====== Data records

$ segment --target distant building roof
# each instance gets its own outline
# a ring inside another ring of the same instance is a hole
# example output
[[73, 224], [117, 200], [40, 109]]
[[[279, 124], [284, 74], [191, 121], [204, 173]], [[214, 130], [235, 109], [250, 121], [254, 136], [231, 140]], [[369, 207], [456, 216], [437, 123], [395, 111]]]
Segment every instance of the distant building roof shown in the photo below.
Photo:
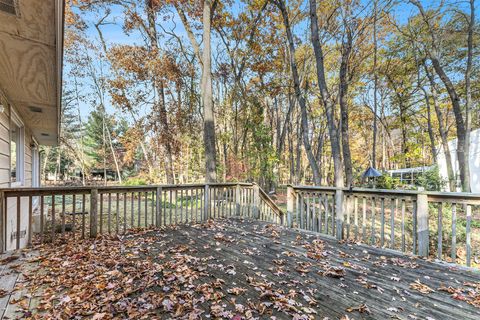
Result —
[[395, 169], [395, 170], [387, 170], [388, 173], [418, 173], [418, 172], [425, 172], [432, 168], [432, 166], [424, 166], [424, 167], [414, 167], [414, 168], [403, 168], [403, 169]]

============
====== Data records

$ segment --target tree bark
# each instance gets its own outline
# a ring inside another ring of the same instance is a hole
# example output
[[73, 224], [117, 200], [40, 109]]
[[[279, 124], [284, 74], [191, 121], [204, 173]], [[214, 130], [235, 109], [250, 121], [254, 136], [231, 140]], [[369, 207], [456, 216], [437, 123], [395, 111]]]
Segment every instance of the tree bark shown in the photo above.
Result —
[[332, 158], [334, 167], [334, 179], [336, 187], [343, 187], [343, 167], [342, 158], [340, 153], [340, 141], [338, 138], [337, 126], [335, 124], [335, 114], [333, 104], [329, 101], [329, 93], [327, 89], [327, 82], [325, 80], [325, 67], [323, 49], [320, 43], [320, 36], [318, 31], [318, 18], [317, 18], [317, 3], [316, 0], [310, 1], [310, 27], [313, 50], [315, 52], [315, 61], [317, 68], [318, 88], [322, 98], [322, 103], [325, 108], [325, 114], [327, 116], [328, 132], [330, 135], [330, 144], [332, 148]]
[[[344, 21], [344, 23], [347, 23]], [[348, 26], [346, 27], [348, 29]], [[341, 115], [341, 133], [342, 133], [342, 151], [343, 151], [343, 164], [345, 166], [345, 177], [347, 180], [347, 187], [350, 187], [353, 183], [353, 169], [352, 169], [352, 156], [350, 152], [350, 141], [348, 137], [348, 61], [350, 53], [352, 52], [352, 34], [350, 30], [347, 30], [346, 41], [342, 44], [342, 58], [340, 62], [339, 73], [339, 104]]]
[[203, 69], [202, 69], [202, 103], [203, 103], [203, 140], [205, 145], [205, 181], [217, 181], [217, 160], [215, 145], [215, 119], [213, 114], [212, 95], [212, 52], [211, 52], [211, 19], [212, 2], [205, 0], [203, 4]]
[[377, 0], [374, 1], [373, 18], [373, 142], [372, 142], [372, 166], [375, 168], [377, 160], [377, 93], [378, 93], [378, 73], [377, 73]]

============

Work order: Every line above that holds the string "target" should be copied out.

Exercise answer:
$ segment --target distant building roof
$ segment --target tree bark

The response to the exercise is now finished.